───── Source material
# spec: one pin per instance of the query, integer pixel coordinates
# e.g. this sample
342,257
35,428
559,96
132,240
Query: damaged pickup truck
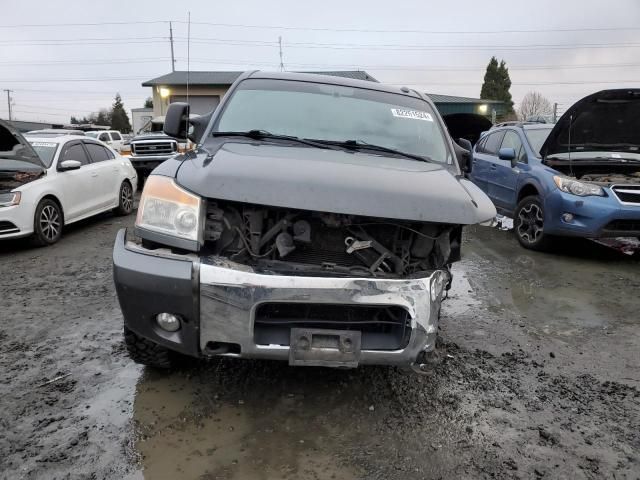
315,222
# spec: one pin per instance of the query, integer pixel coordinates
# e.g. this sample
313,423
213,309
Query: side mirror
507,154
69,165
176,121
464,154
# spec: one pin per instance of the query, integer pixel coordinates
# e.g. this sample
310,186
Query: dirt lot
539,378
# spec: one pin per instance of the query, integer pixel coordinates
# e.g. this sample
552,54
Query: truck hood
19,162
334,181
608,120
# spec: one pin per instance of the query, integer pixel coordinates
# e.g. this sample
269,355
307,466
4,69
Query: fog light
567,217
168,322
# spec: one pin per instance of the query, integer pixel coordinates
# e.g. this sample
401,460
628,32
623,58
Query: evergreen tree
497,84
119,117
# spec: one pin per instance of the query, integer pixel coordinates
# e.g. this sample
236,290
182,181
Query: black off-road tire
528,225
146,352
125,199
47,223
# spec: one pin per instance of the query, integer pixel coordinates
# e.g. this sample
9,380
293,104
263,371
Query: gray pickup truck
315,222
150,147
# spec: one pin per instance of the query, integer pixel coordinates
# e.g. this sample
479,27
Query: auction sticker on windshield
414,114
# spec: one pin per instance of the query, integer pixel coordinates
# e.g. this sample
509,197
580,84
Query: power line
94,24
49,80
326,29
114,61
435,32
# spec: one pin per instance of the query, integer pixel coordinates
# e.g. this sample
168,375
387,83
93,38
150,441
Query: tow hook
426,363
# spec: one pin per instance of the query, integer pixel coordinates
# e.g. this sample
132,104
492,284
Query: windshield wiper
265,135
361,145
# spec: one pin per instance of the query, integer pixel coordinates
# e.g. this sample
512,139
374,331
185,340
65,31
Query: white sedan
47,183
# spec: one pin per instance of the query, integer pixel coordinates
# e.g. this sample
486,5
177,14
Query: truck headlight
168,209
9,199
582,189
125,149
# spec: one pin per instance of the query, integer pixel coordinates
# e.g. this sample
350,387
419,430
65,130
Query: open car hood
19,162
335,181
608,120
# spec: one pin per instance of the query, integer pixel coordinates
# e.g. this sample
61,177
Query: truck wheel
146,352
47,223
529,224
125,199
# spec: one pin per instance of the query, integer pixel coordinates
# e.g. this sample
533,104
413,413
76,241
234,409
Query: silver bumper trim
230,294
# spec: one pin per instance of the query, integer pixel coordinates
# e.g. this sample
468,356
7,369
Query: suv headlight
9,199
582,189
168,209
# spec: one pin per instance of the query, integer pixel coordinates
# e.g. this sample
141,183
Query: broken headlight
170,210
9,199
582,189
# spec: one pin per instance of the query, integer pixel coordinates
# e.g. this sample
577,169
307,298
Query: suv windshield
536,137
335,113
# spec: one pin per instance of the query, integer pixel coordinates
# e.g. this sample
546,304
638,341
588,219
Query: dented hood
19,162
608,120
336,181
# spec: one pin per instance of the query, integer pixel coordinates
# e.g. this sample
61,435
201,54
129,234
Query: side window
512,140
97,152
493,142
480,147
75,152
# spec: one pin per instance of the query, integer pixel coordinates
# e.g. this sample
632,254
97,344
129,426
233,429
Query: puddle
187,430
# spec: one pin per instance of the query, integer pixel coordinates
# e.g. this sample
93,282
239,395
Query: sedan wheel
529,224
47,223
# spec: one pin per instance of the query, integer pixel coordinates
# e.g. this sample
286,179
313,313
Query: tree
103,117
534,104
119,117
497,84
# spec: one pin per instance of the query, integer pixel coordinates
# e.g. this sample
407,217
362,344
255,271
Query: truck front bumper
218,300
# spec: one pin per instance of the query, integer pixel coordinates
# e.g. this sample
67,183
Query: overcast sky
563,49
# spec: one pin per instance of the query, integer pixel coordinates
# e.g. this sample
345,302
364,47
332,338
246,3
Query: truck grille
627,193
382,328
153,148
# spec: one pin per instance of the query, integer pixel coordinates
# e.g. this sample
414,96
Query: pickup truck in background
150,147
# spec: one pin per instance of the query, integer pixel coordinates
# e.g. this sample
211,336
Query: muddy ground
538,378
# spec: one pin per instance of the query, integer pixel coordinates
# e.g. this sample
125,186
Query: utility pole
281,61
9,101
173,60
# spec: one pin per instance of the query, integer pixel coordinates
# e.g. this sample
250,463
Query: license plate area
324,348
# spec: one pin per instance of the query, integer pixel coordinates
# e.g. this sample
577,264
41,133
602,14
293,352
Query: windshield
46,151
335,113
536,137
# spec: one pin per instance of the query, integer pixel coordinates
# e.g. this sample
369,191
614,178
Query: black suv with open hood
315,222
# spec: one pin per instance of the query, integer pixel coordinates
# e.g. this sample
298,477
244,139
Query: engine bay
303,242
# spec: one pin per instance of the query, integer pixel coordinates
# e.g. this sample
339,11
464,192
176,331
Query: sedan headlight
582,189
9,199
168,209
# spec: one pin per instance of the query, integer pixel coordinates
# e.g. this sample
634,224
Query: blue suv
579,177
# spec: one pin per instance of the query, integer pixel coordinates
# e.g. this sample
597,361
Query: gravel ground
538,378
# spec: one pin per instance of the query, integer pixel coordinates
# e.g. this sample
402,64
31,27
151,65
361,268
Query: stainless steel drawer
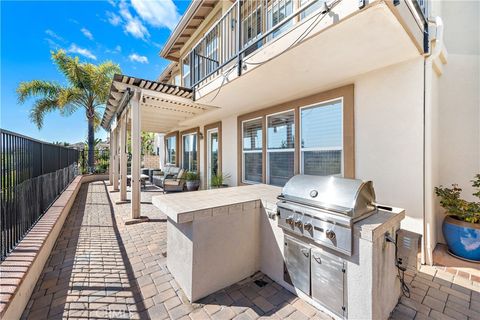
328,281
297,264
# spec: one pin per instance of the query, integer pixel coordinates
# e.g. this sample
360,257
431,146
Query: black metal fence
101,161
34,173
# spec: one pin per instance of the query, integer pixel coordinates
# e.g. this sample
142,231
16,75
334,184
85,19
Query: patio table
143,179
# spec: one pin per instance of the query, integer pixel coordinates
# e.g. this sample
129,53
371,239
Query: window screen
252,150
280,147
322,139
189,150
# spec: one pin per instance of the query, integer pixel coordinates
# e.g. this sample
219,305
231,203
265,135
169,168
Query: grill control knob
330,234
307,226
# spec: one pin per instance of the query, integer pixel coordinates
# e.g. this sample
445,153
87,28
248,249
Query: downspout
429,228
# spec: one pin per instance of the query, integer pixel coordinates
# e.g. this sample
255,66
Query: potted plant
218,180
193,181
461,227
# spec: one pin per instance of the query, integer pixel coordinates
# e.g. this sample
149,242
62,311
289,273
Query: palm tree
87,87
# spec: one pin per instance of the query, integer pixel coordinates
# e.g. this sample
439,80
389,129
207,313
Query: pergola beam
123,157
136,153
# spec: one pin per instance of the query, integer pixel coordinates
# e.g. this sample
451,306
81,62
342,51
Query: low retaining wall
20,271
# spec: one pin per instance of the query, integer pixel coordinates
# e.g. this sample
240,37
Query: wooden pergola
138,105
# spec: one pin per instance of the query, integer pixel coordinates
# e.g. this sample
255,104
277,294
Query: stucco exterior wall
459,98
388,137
──────────
> Do this: Reproduce the material in its entirety and word for word, without the pictures.

> Worked solution:
# spec: one pin per instance of the query, integer pixel coordinates
# e.g. this sample
342,257
35,428
559,96
132,240
Query: damaged pickup truck
315,222
# spec: one pin per instance of the query, integer pixel coordinates
# e.g. this sample
313,423
213,309
Query: side mirror
507,154
69,165
176,121
464,154
# spec: one pin per instance of the query, integer pixel coordinates
# e.g. this sample
310,186
Query: dirt lot
539,378
# spec: one pin per instance of the query, integer pixel coordinates
# e.g. this sample
552,54
Query: truck hood
19,162
334,181
608,120
# spec: one pin per instance of the query, integer pixel coordinates
# e.g. this sample
269,355
307,466
4,69
Query: fog light
567,217
168,322
# spec: one pin per instance of the query, integer pixel coordinates
# e.g. this sample
401,460
628,32
623,58
Query: evergreen tree
497,84
119,117
# spec: one pin per instance of the query, integer pixel coordinates
# e.g. this sample
236,290
182,181
Query: black off-road tire
528,225
146,352
125,199
47,223
# spec: one pin per instance of the query, integer pixel coordinates
# e.g. this sample
9,380
293,104
263,371
Query: gray pickup truck
315,222
150,147
# spec: one pin per instance of the query, integer pixel coordinates
# e.g. this sample
479,27
Query: auction sticker on windshield
414,114
# spec: one pin per instance of the query, integer pixel coordinates
# e.g. this sample
509,197
580,84
Query: power line
94,24
49,80
326,29
114,61
435,32
# spec: one pin per instance of the query, integer pixel coordinates
# e.g. this sample
168,375
387,83
93,38
150,441
Query: tow hook
426,363
# spec: one pin per instance of the query, integer pixel coordinates
# e.g. this sample
132,104
492,284
Query: windshield wiper
265,135
361,145
# spec: one pin per instance of the query, integer pixel coordinates
# e.g. this sample
512,139
374,331
185,340
65,31
Query: white sedan
47,183
# spec: one pin per instance of the query, integer pixel coordinates
# e.g. this sample
486,5
177,14
Query: truck headlight
168,209
9,199
582,189
125,149
# spec: one pin per instance of the query, integer pixel coordinates
# e.g. this sample
350,387
419,430
65,130
Query: open car hood
19,162
335,181
608,120
# spec: one pin per instance of the query, integer pixel coordinates
# e.g. this sample
61,177
Query: truck wheel
146,352
47,223
529,224
125,199
# spec: one pin per instance of the query, integer pixel coordinates
# e.g. this sample
533,104
413,413
76,241
234,409
Query: silver bumper trim
230,294
# spec: one pin per instance of the query, integer pixel coordinates
# e.g. this sample
468,356
7,369
Query: suv headlight
9,199
582,189
168,209
# spec: one pin per instance of the query, integer pixel coordinates
# e.g. this sample
141,183
Query: broken headlight
170,210
9,199
582,189
# spec: one pin per instance of the query, integer pixel coordinates
# e.g. this sample
577,169
307,298
Query: suv windshield
536,137
335,113
# spec: one pin per instance of the query, integer pixel coordinates
# e.g. this sample
546,304
638,341
588,219
Query: dented hood
19,162
608,120
336,181
# spec: one pin per instance of the query, integer pixel coordinates
# e.g. this sample
61,435
201,54
129,234
Query: side window
512,140
97,152
493,142
480,147
75,152
# spec: one pin per instance of the query, integer pixel coordinates
# e.g. this sample
632,254
97,344
129,426
233,429
Query: puddle
187,430
# spec: one pin per instance of the query, integer pixel coordinates
# e.g. this sample
93,282
239,395
Query: sedan wheel
529,224
47,223
# spec: one pin per instance of the query, integer pixel coordinates
# e.g. this sample
286,179
313,313
Query: tree
103,117
534,104
119,117
497,84
# spec: one pin per instance of the query, integer pixel coordinates
# e.g. this sample
407,217
362,344
255,271
Query: truck front bumper
218,300
# spec: one pin per instance of the query, integer pixel coordinates
# e.g. this sample
67,183
Query: overcast sky
563,49
# spec: one pin per instance of the query, integer pixel coordinates
# e.g. this sample
345,302
364,47
332,338
246,3
Query: truck grille
627,193
382,328
153,148
# spec: one pin per instance of the query, integer pixel coordinates
# e.g. this sample
414,96
Query: pickup truck in background
150,147
# spec: one pin per instance of the query, integer pixel coordinates
# e.g. this sample
211,336
Query: muddy ground
538,378
# spec: one pin per instance of the query, integer pixel coordinates
# e.g. this sample
125,186
Query: utility pole
281,61
9,101
173,60
# spec: one pin per instance of the query, integer pixel coordinates
# e.g. this sample
250,463
Query: license plate area
324,348
# spec: one pin per instance of the query, integer pixel coordinates
# e.g. this sample
577,264
41,133
602,14
293,352
Query: windshield
46,151
335,113
536,137
# spec: one pin per instance of the query, integer pixel coordinates
# e.g. this sample
369,191
614,178
Query: black suv with open hood
315,222
# spec: one pin per instance of the query, integer pixel coordinates
# e.g. this sample
298,477
244,139
Query: engine bay
303,242
# spec: one pin per instance of the query, integer pixel coordinates
# e.g. this sample
339,11
464,192
176,331
Query: sedan headlight
582,189
9,199
168,209
# spec: one pin per instance of the query, integer pixel coordinates
# e.g. this sample
634,224
Query: blue suv
579,177
# spec: one pin per instance of the query, integer pixel coordinates
# e.g. this sample
597,361
Query: gravel ground
538,378
# spec: one pin per instance of the query, integer pixel coordinates
# e.g. this sample
402,64
31,27
151,65
361,268
Query: stainless steel drawer
328,281
297,264
# spec: one pin per instance of the query, integer pixel coordinates
# e.g. this sample
360,257
431,146
Query: black metal fence
101,161
34,173
# spec: one pin per instance of the query, integer pixel coordinates
# e.g. this sample
142,231
16,75
334,184
85,19
Query: patio table
143,179
# spec: one pin per instance of the query, integer pixel coordinates
# e.g. this sample
129,53
371,239
Query: window screen
252,150
280,147
322,139
189,150
# spec: one pin per instance of the query, integer pixel coordinates
# e.g. this sample
219,305
231,203
265,135
169,168
Query: grill control knob
330,234
307,226
# spec: one pin per instance of the query, integer pixel coordinates
# e.g. this sample
445,153
87,28
248,249
Query: downspout
429,228
# spec: one pin per instance of the query, integer pixel coordinates
# e.g. this sample
255,66
Query: potted plant
218,180
193,181
461,227
# spec: one pin per instance of the query, integer pixel coordinates
# e.g. this sample
149,242
62,311
289,273
Query: palm tree
87,87
# spec: one pin per instance of the query, integer pixel coordinates
# e.g. this sample
439,80
389,129
207,313
Query: pergola beam
123,157
136,153
# spec: one pin per instance of the query, integer pixel coordinates
# e.g. this sample
451,306
81,62
342,51
Query: low retaining wall
20,271
# spec: one pin per instance of the query, integer pixel coordinates
# e.g. this sample
240,37
Query: wooden pergola
138,105
# spec: one pin per instance of the query, integer pixel coordinates
# e.g. this sample
255,104
277,294
Query: stucco exterior wall
459,98
388,137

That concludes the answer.